Supplied passage =
[start]
On May 26, less than three weeks after the Creative Little Garden was touted as the best community garden in the city by readers of the Daily News, a message appeared on the garden’s Facebook page: “Without new volunteers our garden may close at the end of this summer.”
For the past five years, Steve Rose, a “semi-retired” 62-year-old resident of the block, has opened the garden’s green gates every morning at 11 a.m and watered its azaleas, hydrangeas and ferns. He closes the park at sundown — to prevent vagrants or late-night partiers from entering — and when it’s used for events: 14 weddings were held at the Creative Little Garden last year, and a “Saturday Night Live” skit was filmed there. But earlier this summer, Mr. Rose decided he would no longer be involved with the garden, citing personal reasons he did not want to discuss on the record.
[end]
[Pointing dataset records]
[start]
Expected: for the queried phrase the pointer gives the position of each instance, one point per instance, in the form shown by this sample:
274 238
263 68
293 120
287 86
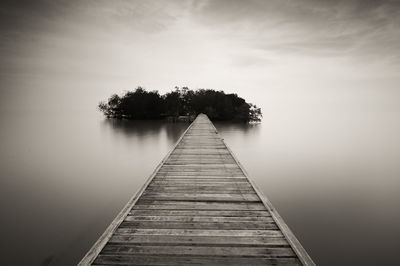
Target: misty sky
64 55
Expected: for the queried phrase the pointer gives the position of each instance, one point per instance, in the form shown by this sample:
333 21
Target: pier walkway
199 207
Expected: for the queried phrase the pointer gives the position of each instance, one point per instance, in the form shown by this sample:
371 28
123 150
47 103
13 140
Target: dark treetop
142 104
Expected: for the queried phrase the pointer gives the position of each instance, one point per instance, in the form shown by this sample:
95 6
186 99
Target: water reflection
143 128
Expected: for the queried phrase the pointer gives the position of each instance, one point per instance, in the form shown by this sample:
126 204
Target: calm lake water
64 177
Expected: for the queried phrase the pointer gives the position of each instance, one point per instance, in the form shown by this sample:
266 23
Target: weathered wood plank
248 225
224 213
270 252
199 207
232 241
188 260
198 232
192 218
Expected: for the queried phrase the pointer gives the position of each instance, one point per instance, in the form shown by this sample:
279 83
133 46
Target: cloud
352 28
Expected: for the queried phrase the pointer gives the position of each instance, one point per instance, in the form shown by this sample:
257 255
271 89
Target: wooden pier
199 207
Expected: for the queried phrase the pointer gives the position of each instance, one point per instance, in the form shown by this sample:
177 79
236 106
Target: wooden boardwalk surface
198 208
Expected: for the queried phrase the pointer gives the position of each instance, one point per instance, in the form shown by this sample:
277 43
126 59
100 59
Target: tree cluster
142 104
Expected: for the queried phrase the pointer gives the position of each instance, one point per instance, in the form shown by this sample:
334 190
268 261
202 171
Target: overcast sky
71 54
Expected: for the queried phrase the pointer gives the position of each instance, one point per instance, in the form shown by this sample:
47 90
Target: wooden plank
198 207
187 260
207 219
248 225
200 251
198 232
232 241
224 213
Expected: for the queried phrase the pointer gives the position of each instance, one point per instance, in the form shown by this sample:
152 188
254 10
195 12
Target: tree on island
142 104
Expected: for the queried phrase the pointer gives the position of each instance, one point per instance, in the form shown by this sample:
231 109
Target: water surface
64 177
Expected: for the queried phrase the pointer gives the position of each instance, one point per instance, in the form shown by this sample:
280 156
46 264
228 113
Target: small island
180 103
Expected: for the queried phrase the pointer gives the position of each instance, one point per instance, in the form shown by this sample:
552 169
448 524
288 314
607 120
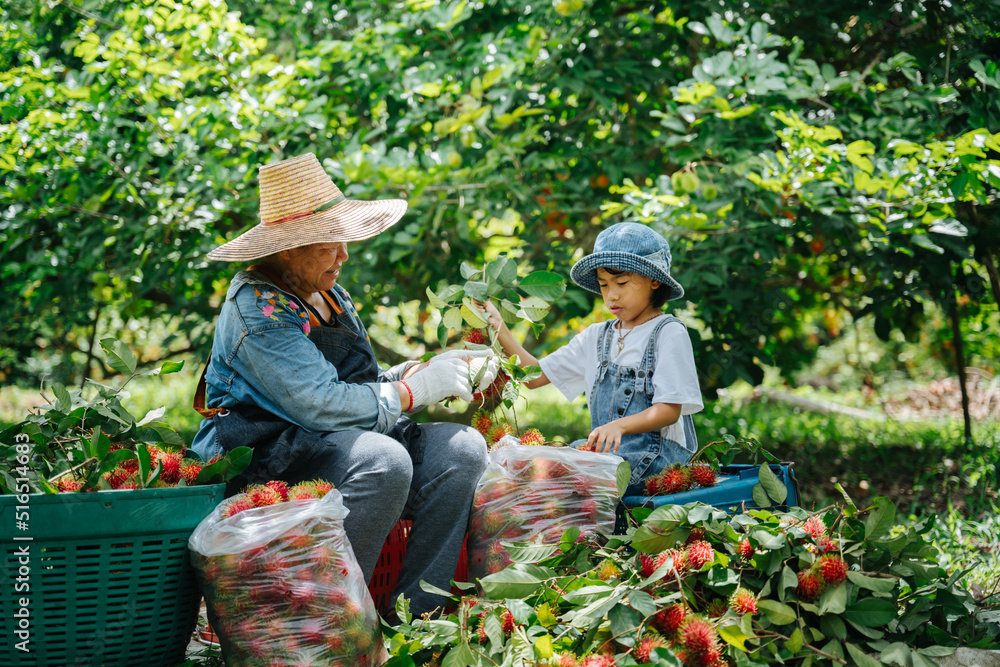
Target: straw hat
[end]
Set tasks =
a) In the community garden article, do these statements agree with the text: (i) Steve Rose opens the garden's gates each morning at 11 a.m.; (ii) twenty weddings took place at the garden last year; (iii) Mr. Rose explained on the record why he was leaving the garden? Answer yes or no for each, quoting the deciding words.
b) Which plants does the community garden article say Steve Rose waters?

Written answers =
a)
(i) Yes: "has opened the garden’s green gates every morning at 11 a.m"
(ii) No: "14 weddings were held at the Creative Little Garden last year"
(iii) No: "citing personal reasons he did not want to discuss on the record"

b) Azaleas, hydrangeas, ferns